| Document source |
============
Sans résumer les contenus des trois premiers moments de l'ordre sexuel (cf. table infra), qui était matrimonial et dont le consentement s'est alterné entre le couple des époux, puis leurs familles, puis de nouveaux les époux mais avec une nette division entre les femmes « honorables » et « déshonorables », une aussi nette asymétrie entre hommes et femmes par rapport à leur sexualité, et enfin sur les avatars de la condamnation de l'homosexualité, il convient peut-être de rappeler les cinq changements majeurs qui caractérisent la nouvelle « civilité sexuelle » qui est en train d'émerger actuellement non sans de nombreuses tensions et dont le risque de la régression n'est jamais exclu, caractérisée par « l'avènement de l'égalité des sexes » :
1. L'émergence d'un nouvel idéal du couple dans le cadre du « démariage », avec intégration progressive de l'homosexualité et en partie des personnes transgenres ;
2. La réhabilitation de la vie sexuelle en soi sans distinction d'« honorabilité » mais comme forme d'épanouissement de la personne par l'interlocution ;
3. La mixité généralisée dans les espaces sociaux comme l'une des formes d'une égalité considérée comme une valeur à laquelle l'on aspire ;
4. La métamorphose de l'opposition hiérarchique de jadis entre une « sexualité masculine de conquête » et une « sexualité féminine de citadelle » vers l'émergence d'une normativité procédurale du consentement entre adultes égaux et autonomes, fondé sur l'idéal de la « conversation érotique », que la relation soit hétérosexuelle ou homosexuelle ;
5. L'émergence d'un nouvel opérateur statutaire de distinction entre le permis et l'interdit fondé sur la « barrière sacrée des âges et des générations ».
============
| Lignes extraites |
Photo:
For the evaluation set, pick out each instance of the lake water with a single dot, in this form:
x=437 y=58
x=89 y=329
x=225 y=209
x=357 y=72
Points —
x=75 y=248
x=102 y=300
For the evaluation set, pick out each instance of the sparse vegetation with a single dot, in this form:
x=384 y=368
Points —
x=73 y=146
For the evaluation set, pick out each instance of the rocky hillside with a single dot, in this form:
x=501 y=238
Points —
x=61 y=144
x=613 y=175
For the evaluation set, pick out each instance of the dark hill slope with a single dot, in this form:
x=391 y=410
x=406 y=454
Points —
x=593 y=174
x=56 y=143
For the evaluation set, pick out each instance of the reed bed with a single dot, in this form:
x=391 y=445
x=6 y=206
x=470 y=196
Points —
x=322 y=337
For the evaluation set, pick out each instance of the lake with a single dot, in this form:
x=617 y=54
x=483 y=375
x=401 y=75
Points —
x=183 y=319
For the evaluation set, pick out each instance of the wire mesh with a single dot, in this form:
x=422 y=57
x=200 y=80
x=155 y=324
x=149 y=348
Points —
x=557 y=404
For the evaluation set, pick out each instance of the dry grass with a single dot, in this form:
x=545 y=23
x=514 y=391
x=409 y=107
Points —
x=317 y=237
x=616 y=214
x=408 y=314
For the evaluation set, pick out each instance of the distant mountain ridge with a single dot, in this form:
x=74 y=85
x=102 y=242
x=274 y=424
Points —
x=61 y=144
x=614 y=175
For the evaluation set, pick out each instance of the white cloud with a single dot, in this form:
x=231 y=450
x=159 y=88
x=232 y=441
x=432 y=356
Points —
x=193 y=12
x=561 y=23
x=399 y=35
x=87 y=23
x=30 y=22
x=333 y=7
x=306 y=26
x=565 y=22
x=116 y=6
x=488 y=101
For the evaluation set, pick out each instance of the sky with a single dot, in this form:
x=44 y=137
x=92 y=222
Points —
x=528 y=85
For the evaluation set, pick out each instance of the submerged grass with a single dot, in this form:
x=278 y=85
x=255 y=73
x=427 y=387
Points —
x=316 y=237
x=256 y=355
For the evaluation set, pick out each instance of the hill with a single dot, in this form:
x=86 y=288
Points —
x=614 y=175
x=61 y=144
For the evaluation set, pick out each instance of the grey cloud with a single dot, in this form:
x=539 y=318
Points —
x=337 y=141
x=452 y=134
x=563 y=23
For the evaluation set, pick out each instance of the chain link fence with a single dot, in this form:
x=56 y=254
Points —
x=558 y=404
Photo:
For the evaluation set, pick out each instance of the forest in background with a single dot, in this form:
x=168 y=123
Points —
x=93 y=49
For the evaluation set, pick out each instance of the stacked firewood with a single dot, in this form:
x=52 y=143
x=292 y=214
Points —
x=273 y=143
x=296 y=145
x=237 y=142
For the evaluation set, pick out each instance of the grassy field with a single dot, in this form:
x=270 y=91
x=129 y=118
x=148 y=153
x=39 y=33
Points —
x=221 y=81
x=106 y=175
============
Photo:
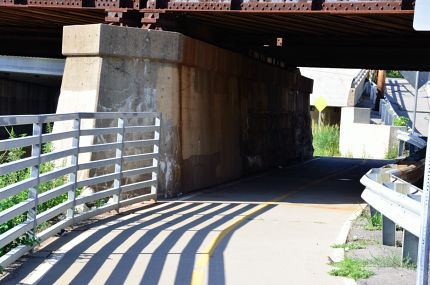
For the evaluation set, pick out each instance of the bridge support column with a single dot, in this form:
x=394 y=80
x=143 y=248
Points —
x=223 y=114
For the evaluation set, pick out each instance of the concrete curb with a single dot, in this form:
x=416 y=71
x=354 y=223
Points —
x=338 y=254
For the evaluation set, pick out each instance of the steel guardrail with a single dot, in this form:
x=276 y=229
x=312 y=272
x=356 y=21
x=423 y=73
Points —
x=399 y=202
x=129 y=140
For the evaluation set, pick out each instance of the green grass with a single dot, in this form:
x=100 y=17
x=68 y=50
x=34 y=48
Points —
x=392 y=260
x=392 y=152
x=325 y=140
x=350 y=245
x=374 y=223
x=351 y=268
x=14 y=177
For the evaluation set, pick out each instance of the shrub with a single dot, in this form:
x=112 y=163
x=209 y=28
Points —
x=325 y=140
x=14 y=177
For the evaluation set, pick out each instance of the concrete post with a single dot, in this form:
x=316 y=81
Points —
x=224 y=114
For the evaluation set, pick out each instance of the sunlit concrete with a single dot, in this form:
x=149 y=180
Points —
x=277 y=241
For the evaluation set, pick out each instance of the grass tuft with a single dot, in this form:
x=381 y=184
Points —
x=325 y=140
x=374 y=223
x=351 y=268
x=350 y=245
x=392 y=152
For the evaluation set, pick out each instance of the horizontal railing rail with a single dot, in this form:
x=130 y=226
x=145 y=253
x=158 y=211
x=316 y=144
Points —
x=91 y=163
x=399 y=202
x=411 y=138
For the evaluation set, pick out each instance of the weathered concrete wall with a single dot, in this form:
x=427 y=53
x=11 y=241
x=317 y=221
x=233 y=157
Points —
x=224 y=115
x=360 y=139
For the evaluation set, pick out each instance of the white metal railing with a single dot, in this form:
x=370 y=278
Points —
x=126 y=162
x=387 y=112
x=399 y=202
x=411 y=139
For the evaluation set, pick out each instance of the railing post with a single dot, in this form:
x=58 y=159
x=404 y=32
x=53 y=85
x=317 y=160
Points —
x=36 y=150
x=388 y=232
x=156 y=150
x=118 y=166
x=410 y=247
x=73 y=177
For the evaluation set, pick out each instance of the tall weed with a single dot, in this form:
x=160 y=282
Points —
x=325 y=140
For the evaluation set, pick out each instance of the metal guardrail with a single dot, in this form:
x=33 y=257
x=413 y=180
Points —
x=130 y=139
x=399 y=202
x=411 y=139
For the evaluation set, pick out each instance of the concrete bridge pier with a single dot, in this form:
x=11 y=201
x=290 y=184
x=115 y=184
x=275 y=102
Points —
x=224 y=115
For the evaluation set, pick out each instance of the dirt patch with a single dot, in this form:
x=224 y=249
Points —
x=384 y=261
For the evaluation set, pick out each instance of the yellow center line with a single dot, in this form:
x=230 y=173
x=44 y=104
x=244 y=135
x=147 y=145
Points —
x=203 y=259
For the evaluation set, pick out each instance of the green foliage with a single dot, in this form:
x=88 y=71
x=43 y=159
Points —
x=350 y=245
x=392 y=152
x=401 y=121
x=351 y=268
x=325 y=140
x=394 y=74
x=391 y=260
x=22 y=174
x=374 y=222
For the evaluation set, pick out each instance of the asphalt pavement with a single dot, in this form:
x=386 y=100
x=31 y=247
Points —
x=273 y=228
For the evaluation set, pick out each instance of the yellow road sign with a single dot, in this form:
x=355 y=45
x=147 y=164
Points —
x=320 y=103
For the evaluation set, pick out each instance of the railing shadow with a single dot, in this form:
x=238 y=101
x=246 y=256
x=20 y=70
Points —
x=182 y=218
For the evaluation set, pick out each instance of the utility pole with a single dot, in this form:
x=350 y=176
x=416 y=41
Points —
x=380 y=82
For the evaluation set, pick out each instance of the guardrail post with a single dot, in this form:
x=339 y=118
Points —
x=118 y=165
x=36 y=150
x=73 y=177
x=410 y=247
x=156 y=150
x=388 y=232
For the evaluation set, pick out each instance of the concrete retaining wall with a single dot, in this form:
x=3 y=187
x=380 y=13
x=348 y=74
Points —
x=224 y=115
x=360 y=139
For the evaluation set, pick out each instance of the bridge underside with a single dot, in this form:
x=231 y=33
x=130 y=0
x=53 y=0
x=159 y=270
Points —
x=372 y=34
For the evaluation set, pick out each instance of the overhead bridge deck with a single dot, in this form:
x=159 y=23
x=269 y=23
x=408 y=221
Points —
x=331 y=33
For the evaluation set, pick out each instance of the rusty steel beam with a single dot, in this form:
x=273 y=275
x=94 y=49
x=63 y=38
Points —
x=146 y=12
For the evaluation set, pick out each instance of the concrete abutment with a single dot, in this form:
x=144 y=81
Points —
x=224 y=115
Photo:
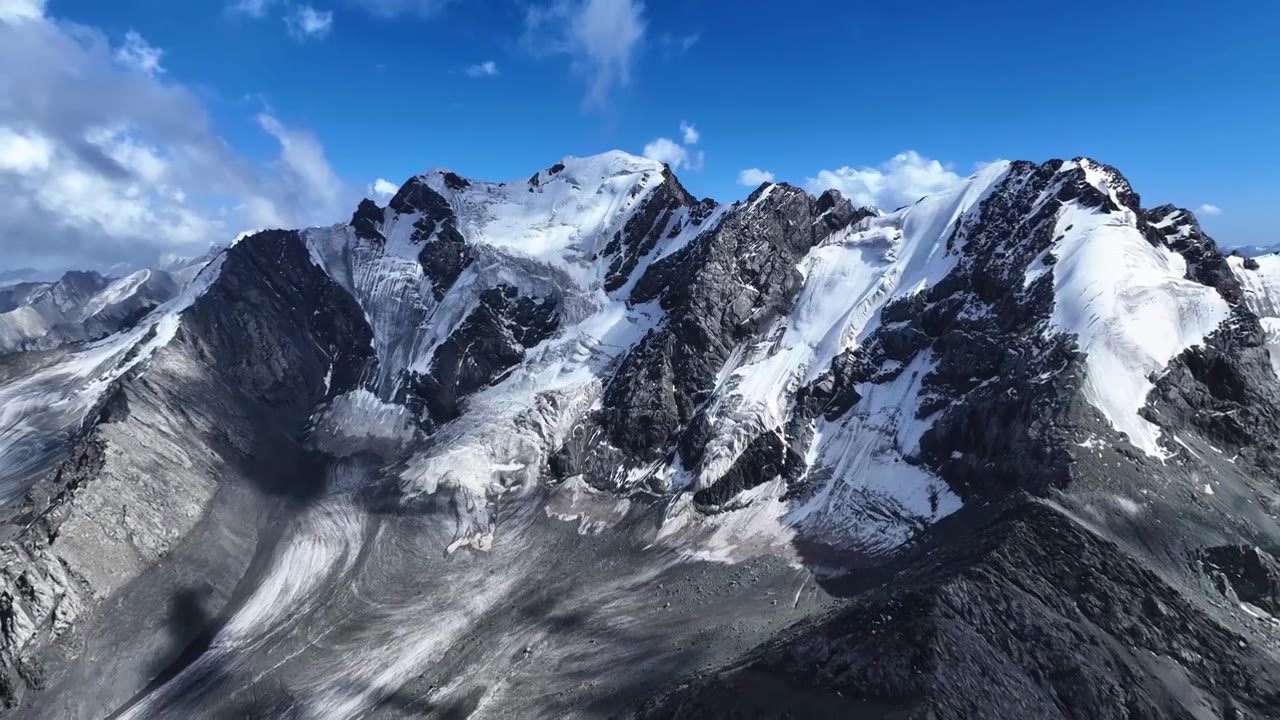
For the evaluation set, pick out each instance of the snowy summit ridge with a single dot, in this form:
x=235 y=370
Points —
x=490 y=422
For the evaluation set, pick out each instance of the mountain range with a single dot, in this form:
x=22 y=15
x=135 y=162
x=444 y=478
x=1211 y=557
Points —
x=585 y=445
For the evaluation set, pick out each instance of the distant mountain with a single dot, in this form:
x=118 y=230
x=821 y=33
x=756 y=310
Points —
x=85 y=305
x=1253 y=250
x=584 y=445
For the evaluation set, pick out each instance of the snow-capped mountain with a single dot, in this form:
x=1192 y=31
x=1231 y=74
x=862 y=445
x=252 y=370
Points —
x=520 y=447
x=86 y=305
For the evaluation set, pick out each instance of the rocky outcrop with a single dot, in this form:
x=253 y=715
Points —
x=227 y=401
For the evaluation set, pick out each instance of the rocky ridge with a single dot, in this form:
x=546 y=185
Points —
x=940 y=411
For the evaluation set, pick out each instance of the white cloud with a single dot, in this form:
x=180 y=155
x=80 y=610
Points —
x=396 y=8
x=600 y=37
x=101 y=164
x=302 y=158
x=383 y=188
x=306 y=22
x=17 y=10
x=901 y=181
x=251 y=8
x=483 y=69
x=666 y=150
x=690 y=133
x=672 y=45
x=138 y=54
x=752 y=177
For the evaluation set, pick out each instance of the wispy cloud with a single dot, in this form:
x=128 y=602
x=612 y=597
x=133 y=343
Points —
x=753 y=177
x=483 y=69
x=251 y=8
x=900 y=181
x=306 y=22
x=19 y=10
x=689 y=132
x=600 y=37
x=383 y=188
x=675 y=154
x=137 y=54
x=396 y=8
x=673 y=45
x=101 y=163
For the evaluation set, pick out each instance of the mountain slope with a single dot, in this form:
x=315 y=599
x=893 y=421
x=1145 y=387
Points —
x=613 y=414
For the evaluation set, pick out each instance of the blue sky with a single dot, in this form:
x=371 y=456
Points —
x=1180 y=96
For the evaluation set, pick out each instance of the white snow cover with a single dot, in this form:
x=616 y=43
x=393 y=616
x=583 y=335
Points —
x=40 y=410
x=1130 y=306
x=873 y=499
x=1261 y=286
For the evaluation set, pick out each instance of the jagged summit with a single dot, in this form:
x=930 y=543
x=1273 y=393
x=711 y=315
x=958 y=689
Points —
============
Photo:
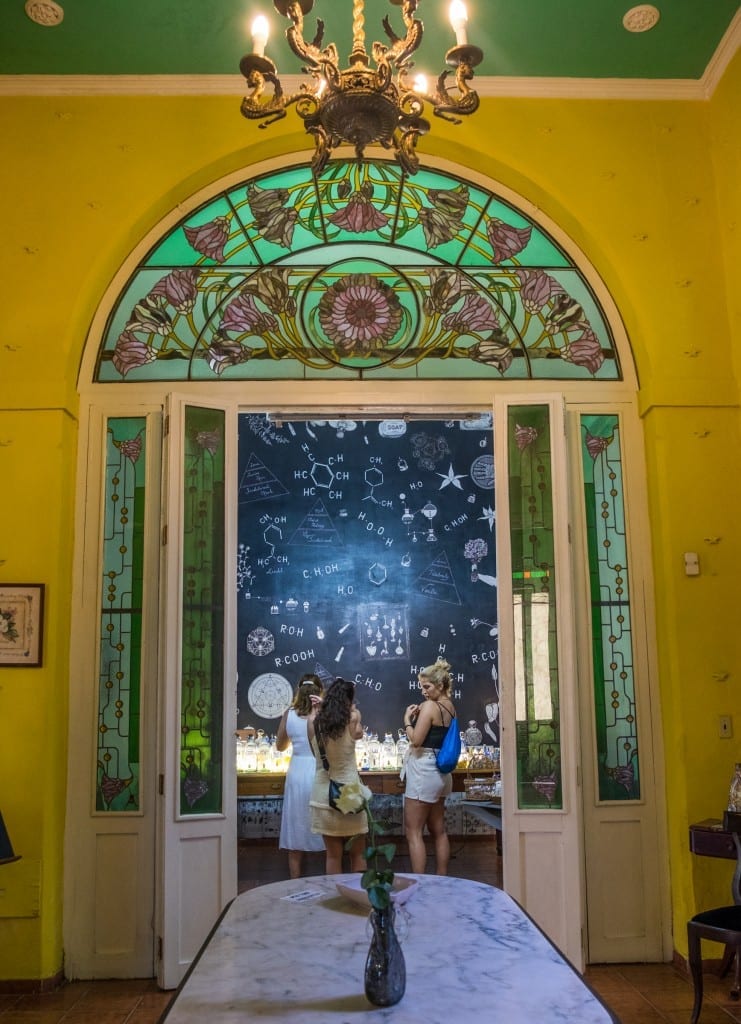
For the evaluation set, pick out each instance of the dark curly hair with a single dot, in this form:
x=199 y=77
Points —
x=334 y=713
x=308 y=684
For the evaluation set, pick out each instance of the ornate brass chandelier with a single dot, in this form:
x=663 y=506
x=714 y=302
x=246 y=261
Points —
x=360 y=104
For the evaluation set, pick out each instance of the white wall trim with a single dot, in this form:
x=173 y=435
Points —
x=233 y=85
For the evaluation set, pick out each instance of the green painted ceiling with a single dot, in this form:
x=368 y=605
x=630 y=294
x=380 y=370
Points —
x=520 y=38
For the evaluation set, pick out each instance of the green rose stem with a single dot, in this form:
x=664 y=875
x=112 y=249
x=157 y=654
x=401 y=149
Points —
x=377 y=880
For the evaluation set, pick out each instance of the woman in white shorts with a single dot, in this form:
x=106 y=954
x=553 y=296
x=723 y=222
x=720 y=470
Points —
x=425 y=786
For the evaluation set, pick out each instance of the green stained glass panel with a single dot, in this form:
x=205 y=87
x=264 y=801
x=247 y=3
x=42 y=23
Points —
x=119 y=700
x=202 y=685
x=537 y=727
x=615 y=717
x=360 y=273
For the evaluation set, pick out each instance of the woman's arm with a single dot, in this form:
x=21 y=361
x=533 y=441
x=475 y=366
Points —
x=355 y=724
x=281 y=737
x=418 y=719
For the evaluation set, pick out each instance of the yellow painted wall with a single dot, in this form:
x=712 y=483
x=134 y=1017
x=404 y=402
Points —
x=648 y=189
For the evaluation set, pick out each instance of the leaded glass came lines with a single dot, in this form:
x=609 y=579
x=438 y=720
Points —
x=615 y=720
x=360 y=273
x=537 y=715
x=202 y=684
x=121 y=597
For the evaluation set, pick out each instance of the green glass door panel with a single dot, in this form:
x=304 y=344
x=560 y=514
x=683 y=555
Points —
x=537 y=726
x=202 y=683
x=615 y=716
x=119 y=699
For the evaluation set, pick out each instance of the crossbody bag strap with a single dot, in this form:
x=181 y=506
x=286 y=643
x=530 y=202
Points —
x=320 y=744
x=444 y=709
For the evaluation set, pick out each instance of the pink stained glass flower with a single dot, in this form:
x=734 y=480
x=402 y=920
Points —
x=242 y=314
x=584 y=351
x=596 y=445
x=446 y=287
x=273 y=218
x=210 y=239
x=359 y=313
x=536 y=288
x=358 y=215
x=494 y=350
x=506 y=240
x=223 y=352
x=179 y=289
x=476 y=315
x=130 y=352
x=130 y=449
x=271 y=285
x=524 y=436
============
| Objectif de l'exercice |
D'après le document source, sur quoi se fonde le nouvel opérateur statutaire de distinction entre le permis et l'interdit ? Appuyez-vous uniquement sur le document source.

| Réponse à la consigne |
Il se fonde sur la « barrière sacrée des âges et des générations ».